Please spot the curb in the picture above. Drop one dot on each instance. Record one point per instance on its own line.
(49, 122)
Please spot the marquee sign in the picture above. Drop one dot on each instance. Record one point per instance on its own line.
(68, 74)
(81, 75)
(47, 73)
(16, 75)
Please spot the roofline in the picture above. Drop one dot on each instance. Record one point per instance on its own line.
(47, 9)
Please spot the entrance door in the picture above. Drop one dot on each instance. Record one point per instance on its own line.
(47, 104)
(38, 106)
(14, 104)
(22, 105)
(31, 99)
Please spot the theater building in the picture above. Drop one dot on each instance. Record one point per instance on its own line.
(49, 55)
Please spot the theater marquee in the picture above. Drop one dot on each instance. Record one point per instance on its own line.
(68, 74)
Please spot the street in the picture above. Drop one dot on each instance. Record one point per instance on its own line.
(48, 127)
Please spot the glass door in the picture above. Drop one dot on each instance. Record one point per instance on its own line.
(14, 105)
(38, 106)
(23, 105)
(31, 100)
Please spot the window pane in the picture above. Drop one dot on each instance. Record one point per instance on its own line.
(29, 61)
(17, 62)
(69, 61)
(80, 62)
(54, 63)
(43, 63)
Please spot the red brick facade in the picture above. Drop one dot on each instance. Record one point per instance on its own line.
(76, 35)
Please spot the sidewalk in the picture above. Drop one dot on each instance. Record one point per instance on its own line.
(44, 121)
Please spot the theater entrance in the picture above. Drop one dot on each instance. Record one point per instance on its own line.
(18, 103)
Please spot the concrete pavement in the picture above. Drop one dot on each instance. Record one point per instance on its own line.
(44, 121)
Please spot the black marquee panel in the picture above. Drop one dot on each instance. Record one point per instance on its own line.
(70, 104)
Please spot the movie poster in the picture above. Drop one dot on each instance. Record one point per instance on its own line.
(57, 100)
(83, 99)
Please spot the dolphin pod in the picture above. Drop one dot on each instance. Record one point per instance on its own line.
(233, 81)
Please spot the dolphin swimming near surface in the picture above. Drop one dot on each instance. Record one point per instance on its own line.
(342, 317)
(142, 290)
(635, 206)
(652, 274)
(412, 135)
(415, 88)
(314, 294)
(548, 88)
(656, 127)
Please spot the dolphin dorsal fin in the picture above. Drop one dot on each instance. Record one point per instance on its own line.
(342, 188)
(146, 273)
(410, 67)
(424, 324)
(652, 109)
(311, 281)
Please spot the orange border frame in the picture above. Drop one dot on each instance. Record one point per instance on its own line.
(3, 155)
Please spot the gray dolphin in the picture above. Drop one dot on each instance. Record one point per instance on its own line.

—————

[Set exercise]
Output every line of the items above as a Markdown table with two columns, Row and Line, numbering the rows in order and leaving out blank lines.

[Exercise response]
| Row | Line |
|---|---|
| 1 | Please spot the curb in the picture above. Drop one dot on each instance. Record one point per instance on its own line. |
| 2 | (49, 122) |
| 3 | Please spot the marquee sign in the picture above. Drop one dot on each instance. Record one point per instance on its own line. |
| 4 | (68, 74) |
| 5 | (81, 75) |
| 6 | (47, 73) |
| 7 | (16, 75) |
| 8 | Please spot the roofline in the picture above. Drop one dot on each instance. Record one point per instance on its own line. |
| 9 | (47, 9) |
| 10 | Please spot the entrance door in the picture above. Drop one dot on each instance. Record one point per instance on its own line. |
| 11 | (47, 104) |
| 12 | (38, 106) |
| 13 | (14, 104) |
| 14 | (22, 105) |
| 15 | (31, 99) |
| 16 | Please spot the theater building in the picture above. Drop one dot on each instance. Record one point per instance on its own line. |
| 17 | (49, 55) |
| 18 | Please spot the theater marquee in the picture above. Drop one dot on each instance. Record one point per instance on its own line. |
| 19 | (68, 74) |
| 20 | Please spot the street in the picture above. Drop one dot on each instance. Record one point per instance on its own line. |
| 21 | (48, 127) |
| 22 | Please spot the glass door in the picture above. Drop one dot on each instance. Record one point per instance on its own line. |
| 23 | (14, 105) |
| 24 | (38, 106) |
| 25 | (23, 105) |
| 26 | (31, 100) |
| 27 | Please spot the window pane in the picture above. Drop one dot on each instance. Record one point per instance on its own line. |
| 28 | (29, 61) |
| 29 | (17, 62) |
| 30 | (69, 61) |
| 31 | (80, 62) |
| 32 | (54, 63) |
| 33 | (43, 63) |
| 34 | Please spot the red brick facade in the picture above. Drop one dot on each instance. Record one point per instance on its own line. |
| 35 | (76, 35) |
| 36 | Please spot the sidewalk in the picture above. Drop one dot on each instance. Record one point per instance on its own line. |
| 37 | (44, 121) |
| 38 | Please spot the theater entrance in the picture above. Drop one dot on each instance. Record one point per instance on its own line. |
| 39 | (18, 103) |
| 40 | Please spot the concrete pavement in the picture above. Drop one dot on each instance. Record one point per instance on its own line. |
| 41 | (44, 121) |
| 42 | Please spot the black marquee panel in the picture above. Drop one dot on each instance. Record one point per instance on its own line. |
| 43 | (70, 104) |
| 44 | Please spot the movie poster in the picture above. Drop one dot on each instance. Record one point per instance on its own line. |
| 45 | (57, 100) |
| 46 | (83, 99) |
| 47 | Please spot the dolphin pod in the picture above. Drop one dot on each instance. Record one point per instance on its own line. |
| 48 | (233, 81) |
| 49 | Please spot the dolphin swimming near surface in the picture above. Drop one dot on each instance. Record one point per instance on its own line. |
| 50 | (342, 317) |
| 51 | (142, 290) |
| 52 | (635, 206) |
| 53 | (652, 274) |
| 54 | (412, 135) |
| 55 | (415, 88) |
| 56 | (314, 294) |
| 57 | (548, 88) |
| 58 | (656, 127) |
| 59 | Please spot the dolphin dorsal fin in the picture above. Drop one dot on each instance. Record one point per instance on its own line. |
| 60 | (342, 188) |
| 61 | (146, 273) |
| 62 | (410, 67) |
| 63 | (424, 324) |
| 64 | (652, 109) |
| 65 | (311, 281) |
| 66 | Please spot the orange border frame in the picture above. Drop one dot on each instance. Record one point per instance on its own line. |
| 67 | (3, 155) |
| 68 | Please spot the gray dolphin in the picture above. Drop one dot on each instance. Record one point per instance on its own line. |